## EXCERPT PROVIDED
----
The decision

Upper Tribunal
(Immigration and Asylum Chamber)

Appeal Number: PA/04725/2019


Heard at Field House (via Skype)
Decision & Reasons Promulgated
On 22 January 2021
On 12 February 2021




oluwatosin olusola alonge


For the Appellant: Mr Sultan, instructed by Regal Law
For the Respondent: Mr Jarvis, Senior Presenting Officer

1. The appellant is a Nigerian national who was born on 29 October 1990. He appeals, with permission granted by Upper Tribunal Judge Kamara, against a decision which was issued by First-tier Tribunal Judge Welsh on 13 March 2020, dismissing his appeal against the respondent's refusal of his protection and human rights claims.
2. The appellant entered the United Kingdom as a student in December 2008. He extended his student visa on a number of occasions and also returned to Nigeria twice, re-entering the UK as a student thereafter. His leave expired on 30 April 2016. The appellant was notified that he was liable to removal as an overstayer on 7 October 2016. On the 25th of that month, he made an application for leave to remain as the partner of a British citizen, SR. They married whilst that application was pending, on 1 November 2016.
3. In the meantime, on 19 October 2016 the appellant had been arrested by North Kent Police on suspicion of fraud by false representation. Then, on 3 November 2017, the appellant was convicted of false representation and two counts of concealing criminal property. On 22 December 2017, he was sentenced by HHJ Davies QC to three years' imprisonment.
4. On 22 January 2018, the respondent made a decision to deport the appellant and asked him to state any reasons (beyond those in his pending application) why he should not be deported. Representations, including a protection claim, were made on 26 March 2018. The applicant was duly interviewed in connection with that claim. An exchange of correspondence about the application of section 72 of the Nationality, Immigration and Asylum Act 2002 ("the 2002 Act") followed, after which the respondent decided to refuse the asylum and human rights claims which the applicant had made. Her decision was served on 9 April 2019.
The Decision of the First-tier Tribunal
5. The appellant appealed to the First-tier Tribunal. His appeal was heard by the judge, sitting at Taylor House, on 7 January 2020. In her reserved decision, the judge concluded, in summary, as follows.
6. Turning firstly to the certificate under section 72 of the 2002 Act, the judge concluded that the appellant had successfully rebutted the presumption that he was a danger to the community: [23]-[30]. She noted at [31] that the protection claim had not really been pursued before her but she did not consider the appellant to be at risk in Nigeria, whether from Boko Haram or as a result of his marriage to SR, who is British but of Sierra Leonean origin: [31]-[33] and [34]-[44] respectively.
----
## DATA EXTRACT

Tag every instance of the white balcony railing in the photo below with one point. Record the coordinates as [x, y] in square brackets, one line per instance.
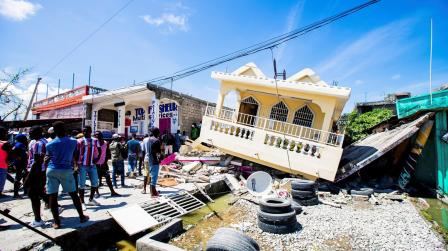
[301, 132]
----
## EXERCISE BRIEF
Summarize the tribunal decision in two sentences. The data have no connection to the tribunal decision.

## ANSWER TO THIS PROBLEM
The appellant, a Nigerian national who entered the United Kingdom as a student in December 2008, was convicted of false representation and two counts of concealing criminal property and sentenced to three years' imprisonment, after which the respondent decided to deport him and refused his asylum and human rights claims. He appeals against the First-tier Tribunal's dismissal of his appeal, in which the judge found that he had rebutted the presumption that he was a danger to the community but did not consider him to be at risk in Nigeria.